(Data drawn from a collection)
--- --- ---
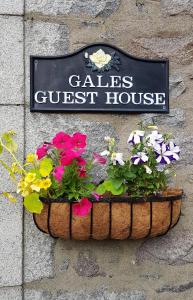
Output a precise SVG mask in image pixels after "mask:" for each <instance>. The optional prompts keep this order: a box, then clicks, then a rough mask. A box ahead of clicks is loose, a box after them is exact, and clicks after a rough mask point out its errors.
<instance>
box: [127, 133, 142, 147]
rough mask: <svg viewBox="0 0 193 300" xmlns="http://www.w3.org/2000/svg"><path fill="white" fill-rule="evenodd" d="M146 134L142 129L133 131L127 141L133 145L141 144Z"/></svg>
mask: <svg viewBox="0 0 193 300" xmlns="http://www.w3.org/2000/svg"><path fill="white" fill-rule="evenodd" d="M144 134H145V132H144V131H142V130H135V131H132V132H131V134H130V136H129V138H128V141H127V143H128V144H132V145H136V144H139V143H140V142H141V140H142V138H143V136H144Z"/></svg>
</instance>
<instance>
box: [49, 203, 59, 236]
--- --- ---
*Description of the task*: Which lines of the data above contain the string "xmlns"? Extract each of them in full.

*Response below*:
rough mask: <svg viewBox="0 0 193 300" xmlns="http://www.w3.org/2000/svg"><path fill="white" fill-rule="evenodd" d="M146 134L142 129L133 131L127 141L133 145L141 144Z"/></svg>
mask: <svg viewBox="0 0 193 300" xmlns="http://www.w3.org/2000/svg"><path fill="white" fill-rule="evenodd" d="M144 134H145V132H144V131H142V130H135V131H132V132H131V134H130V136H129V138H128V141H127V143H128V144H132V145H136V144H139V143H140V142H141V140H142V138H143V136H144Z"/></svg>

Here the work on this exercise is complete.